-- Opening Marker --

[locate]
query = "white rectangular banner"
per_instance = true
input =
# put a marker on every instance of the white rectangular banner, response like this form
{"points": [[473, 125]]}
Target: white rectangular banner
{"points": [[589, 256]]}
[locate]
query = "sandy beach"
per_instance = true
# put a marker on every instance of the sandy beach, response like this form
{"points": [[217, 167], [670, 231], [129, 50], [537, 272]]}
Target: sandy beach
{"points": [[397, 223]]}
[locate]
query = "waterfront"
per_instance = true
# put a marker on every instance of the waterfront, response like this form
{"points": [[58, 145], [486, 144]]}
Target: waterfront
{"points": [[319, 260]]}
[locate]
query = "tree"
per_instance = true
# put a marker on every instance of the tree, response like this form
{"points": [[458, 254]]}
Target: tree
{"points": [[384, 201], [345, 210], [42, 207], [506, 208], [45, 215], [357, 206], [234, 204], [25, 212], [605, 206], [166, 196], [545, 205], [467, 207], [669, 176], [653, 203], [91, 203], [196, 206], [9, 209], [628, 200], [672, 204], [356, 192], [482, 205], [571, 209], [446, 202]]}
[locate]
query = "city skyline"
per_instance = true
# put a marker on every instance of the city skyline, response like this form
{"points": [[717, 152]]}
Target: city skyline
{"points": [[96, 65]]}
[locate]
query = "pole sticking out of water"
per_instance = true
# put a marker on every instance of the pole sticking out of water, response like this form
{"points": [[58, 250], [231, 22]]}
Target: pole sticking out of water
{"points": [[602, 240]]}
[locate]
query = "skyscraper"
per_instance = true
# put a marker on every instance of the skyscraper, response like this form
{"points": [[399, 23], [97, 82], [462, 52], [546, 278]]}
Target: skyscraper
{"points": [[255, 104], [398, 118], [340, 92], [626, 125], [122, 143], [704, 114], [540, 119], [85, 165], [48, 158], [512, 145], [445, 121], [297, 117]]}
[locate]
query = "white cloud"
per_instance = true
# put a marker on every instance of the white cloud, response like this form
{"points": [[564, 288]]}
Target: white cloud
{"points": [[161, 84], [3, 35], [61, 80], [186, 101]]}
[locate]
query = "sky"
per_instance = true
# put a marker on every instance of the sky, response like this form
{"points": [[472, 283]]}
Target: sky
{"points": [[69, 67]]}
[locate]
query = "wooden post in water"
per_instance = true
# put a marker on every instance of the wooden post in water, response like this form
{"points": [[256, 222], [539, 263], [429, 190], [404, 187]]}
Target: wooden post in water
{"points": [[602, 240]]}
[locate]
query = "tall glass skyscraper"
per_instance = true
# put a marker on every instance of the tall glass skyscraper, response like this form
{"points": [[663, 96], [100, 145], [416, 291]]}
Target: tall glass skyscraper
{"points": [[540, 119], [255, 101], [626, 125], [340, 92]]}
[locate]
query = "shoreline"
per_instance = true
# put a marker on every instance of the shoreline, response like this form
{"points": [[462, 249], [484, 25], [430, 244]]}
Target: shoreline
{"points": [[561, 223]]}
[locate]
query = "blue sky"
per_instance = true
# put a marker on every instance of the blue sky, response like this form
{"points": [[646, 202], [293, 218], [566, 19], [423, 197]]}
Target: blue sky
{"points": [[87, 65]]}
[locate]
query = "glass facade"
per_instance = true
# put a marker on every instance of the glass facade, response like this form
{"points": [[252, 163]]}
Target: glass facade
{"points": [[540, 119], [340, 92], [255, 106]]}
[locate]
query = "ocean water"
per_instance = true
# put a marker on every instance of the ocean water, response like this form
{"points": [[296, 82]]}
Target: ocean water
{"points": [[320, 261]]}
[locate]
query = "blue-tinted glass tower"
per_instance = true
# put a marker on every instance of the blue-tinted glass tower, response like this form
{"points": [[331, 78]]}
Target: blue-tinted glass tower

-- Closing Marker --

Instructions to follow
Return each line of the data that contains the string "tower".

Reply to the task
query = "blue-tinted glass tower"
# put a marker on every instance of the blue-tinted glass tower, response like this form
Target: blue-tinted glass tower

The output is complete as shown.